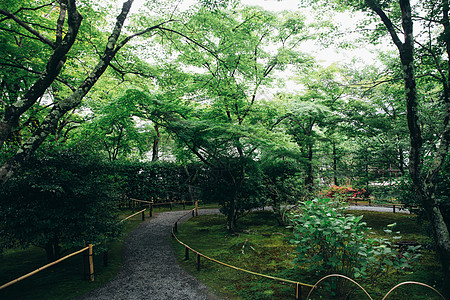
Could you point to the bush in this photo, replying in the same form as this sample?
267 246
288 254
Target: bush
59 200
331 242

....

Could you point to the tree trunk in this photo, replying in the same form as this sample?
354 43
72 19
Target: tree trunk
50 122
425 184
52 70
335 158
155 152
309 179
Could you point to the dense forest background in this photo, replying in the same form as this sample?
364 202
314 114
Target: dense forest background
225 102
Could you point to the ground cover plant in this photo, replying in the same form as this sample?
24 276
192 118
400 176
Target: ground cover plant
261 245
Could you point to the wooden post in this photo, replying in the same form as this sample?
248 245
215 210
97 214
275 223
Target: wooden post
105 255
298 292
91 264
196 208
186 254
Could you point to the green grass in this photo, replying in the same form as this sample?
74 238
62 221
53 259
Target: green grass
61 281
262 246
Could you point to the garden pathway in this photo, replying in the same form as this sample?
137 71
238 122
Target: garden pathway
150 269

....

- **Challenge**
Which lines in the listing above contain the word "wooden"? Pull out each of them and copy it in full.

- **The answer**
Could you point to the wooden post in this photo, replying in the same form as this sample?
Target: wooden post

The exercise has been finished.